● Questions to answer
• A. Echo the passage of the Sam Shoemaker interview that runs from "SP: It’s produced" down to "strains and species?", keeping every word the same.
• B. Carry on the interview with Sam Shoemaker about growing mushrooms in his art, starting right after its final line.

● Text section
Start of Block
Sam Shoemaker is an artist, mushroom grower, and mycologist based in Los Angeles. His most recent works have been exploring ceramic and glass sculptures as vessels for growing mushrooms, and the processes of collaborating with these non-human organisms to create visually striking and biologically habitable sculptures.
Sukayna: What began your journey with mushrooms and how did you end up making them central to, or at least a large part of your art practice?
Sam: I had a studio down the street from where the Los Angeles Mycological Society met, I had an interest in mushrooms through John Cage and Fluxus and some of the other mushroom projects that surrounded the art of that period, but I didn’t really know anything about them. Then I found myself in the back of these lecture halls where these mycologists and biologists would get together and nerd out on whatever science had come out in the past six months. And at that time mushrooms weren’t really the hot topic that they are now – I was one of maybe three people under the age of fifty-five attending those lectures – it was really a way to get out of my head and do something that was separate from my studio. To have a hobby that didn’t tie into art – and then it ended up becoming art!
I tried to keep it out of the studio just so I had other things to occupy my head with, but just the obsession grew and grew and grew and then one day I let the obsession into the studio. And I was terrified that being so excited by a subject would lead to lousy artwork, because when you’re really excited by something sometimes it can put blinders on you. I need a critical distance from the things I’m doing so I was really resistant to it. Then I started working with mushrooms, and I was really excited by the subject, and I found that people respond to things that you’re excited by. That sounds so obvious but I always thought that art was so much more calculated before that. I have more engaging conversations making work from the things that are interesting to me and for the past ten years that’s largely been mushrooms and mycology and all of the new science surrounding it. I think that’s been a really fruitful place to make work from.

SP: It’s produced some really amazing pieces. How has it gone developing from your initial instincts to trying new things and working with new strains and species?
End of Block
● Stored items
Start of Block
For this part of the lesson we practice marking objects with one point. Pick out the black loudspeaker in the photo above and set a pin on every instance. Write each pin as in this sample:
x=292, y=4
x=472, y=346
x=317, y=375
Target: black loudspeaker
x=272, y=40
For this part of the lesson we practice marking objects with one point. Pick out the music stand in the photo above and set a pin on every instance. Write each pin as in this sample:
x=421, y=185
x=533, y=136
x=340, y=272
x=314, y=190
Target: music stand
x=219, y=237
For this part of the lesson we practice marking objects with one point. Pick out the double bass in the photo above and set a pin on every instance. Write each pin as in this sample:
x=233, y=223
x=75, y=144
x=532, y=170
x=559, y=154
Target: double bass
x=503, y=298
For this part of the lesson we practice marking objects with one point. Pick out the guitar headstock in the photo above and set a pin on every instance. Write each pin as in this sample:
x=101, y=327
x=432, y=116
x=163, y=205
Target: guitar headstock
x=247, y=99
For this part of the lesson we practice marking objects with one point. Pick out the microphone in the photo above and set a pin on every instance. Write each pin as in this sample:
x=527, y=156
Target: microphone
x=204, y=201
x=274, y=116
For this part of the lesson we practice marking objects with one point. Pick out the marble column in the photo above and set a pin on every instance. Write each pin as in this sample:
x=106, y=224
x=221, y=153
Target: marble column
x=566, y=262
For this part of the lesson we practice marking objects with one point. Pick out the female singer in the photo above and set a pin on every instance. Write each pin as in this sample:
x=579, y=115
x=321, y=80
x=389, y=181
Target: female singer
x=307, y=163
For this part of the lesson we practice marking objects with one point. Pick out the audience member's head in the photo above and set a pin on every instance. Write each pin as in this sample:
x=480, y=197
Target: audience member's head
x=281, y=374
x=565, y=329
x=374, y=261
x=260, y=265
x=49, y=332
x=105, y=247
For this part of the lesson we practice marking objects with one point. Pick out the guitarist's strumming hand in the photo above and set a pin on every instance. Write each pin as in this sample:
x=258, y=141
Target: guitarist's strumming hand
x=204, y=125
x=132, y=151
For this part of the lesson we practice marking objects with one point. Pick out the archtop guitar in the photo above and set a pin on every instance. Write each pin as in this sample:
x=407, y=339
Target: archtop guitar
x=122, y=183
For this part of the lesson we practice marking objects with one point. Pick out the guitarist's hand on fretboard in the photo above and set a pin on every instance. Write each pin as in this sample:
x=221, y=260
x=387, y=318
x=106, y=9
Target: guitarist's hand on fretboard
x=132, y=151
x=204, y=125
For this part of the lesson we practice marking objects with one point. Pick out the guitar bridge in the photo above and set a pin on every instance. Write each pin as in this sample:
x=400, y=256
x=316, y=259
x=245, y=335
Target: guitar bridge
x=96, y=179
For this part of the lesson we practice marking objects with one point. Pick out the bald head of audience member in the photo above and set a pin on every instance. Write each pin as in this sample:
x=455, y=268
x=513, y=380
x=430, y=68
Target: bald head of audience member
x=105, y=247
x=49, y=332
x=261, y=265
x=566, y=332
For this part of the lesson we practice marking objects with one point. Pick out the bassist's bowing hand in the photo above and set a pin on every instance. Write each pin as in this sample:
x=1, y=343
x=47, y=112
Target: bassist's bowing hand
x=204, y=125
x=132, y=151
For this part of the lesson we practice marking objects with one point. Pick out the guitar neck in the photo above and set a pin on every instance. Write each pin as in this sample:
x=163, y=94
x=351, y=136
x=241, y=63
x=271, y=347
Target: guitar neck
End of Block
● Answers to the exercises
• A.
SP: It’s produced some really amazing pieces. How has it gone developing from your initial instincts to trying new things and working with new strains and species?

• B.
SS: There is a benefit to working with these very unknowable and often unpredictable collaborators. You can apply all of the science in the world to this kind of work and it can still go pear shaped. I think the works that I find most rewarding are the simplest ones where I’m able to set a stage for these living collaborators to do their thing. I’ve always been interested in how art evolves over time so it’s really great to do projects that aren’t just hammered out over the weekend, that I really get to live with them and spend time with them and have this very contemplative space where we’re checking in with each other over the course of many many months. It can be a headache, especially when something goes south at the very last minute, but you learn to talk mushroom. That intuition and experience is so much more valuable than all of the books, and all the hours that I’ve spent poring over forums on the internet. You’re really making up the science to do all of this. I kept looking for answers to some of the questions that came up and the people that I talked to said, you know, this has never been done. So that was terrifying but also very exciting. I’m not doing highly scientific things but this is a field where not many things have been tried. You don’t have to have a PHD to find really interesting engagements with some of these mushrooms.
SP: One of the most exciting things about the possibilities of amateur mycology is how people can pick it up and try things and learn along the way, and also the connections that people have found along the way. A lot of people who get into fungi are like ‘I’ve found all these amazing people around the mushrooms’, has that been the case for you?
SS: Yeah no, it’s been great. I feel that things are changing a bit. I think mushrooms are becoming mainstream, which I think overall is a good thing. I’m thrilled that people share my obsession now and are starting to take this subject seriously and provide institutional support and funding for it, but people are also seeing dollar signs, and it’s becoming a little less ‘countercultural’. The secret is kind of out in the open now.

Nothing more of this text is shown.